* Extracted records *
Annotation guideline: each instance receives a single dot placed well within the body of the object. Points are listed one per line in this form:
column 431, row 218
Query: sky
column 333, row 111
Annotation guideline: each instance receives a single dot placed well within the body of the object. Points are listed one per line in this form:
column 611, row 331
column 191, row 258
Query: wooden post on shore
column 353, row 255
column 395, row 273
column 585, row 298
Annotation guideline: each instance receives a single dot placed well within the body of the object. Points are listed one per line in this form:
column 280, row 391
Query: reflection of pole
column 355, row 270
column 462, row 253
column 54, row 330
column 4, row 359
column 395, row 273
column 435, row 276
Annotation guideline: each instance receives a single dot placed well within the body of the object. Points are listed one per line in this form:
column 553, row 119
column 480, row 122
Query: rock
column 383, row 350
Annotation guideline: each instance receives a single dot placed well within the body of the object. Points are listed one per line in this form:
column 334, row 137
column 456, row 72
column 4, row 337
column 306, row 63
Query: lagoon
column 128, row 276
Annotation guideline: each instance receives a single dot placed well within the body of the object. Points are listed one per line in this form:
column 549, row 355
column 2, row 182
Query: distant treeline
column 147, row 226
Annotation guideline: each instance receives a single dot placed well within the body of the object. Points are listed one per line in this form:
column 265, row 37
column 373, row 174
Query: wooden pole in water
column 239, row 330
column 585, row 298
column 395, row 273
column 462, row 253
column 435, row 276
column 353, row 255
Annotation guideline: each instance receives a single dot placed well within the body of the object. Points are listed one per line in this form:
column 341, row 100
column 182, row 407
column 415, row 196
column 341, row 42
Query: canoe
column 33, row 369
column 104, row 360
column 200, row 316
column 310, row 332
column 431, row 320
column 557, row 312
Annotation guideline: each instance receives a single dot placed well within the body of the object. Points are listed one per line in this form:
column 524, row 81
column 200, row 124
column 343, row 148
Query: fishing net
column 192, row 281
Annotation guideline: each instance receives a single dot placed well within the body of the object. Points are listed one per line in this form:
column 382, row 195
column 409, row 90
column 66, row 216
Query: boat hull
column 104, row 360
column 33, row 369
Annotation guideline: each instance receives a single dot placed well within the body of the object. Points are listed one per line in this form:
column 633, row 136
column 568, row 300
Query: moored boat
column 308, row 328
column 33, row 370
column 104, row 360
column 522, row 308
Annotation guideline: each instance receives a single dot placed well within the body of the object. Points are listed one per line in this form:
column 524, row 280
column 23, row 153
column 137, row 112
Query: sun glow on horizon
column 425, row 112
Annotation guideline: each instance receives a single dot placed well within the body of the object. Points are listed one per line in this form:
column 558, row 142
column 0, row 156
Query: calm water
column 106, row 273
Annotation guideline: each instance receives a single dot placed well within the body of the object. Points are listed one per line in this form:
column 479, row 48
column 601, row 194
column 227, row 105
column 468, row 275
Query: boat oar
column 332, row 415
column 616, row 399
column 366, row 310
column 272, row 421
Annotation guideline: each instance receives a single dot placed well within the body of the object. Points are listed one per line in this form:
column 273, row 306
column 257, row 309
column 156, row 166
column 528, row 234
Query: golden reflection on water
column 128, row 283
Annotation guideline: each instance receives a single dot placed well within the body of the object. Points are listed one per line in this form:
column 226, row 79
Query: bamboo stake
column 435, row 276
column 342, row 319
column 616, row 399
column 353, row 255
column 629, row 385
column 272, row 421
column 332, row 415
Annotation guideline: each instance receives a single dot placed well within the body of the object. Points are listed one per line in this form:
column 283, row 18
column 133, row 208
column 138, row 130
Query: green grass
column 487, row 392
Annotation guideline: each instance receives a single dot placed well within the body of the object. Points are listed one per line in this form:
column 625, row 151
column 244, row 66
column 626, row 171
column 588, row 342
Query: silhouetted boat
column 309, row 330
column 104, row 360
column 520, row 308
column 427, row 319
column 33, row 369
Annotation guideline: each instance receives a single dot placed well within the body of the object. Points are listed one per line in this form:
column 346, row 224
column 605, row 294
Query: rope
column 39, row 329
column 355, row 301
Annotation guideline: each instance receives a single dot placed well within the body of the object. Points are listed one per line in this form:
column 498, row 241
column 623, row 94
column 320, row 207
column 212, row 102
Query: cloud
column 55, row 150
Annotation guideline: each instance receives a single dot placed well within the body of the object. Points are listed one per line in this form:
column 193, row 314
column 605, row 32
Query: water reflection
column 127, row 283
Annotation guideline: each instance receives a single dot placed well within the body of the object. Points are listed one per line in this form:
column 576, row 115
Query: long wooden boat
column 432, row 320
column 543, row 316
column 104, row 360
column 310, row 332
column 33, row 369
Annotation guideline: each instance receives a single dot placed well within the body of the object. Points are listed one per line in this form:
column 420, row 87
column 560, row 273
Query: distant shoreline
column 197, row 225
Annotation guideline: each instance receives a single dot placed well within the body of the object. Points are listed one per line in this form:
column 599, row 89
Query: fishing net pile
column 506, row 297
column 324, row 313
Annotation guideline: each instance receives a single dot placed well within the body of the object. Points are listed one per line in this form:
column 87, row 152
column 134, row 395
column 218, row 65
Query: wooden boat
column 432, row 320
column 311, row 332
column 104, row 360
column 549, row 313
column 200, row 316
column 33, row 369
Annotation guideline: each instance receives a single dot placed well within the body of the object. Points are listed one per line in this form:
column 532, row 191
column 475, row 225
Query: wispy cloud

* Stated goal *
Reproduce verbatim every line from the beginning of the rows through the line containing "column 333, row 111", including that final line.

* Correct result *
Annotation guideline: each instance receives a single dot placed well within the body of the object. Points are listed one per line in this form:
column 431, row 218
Query: sky
column 333, row 111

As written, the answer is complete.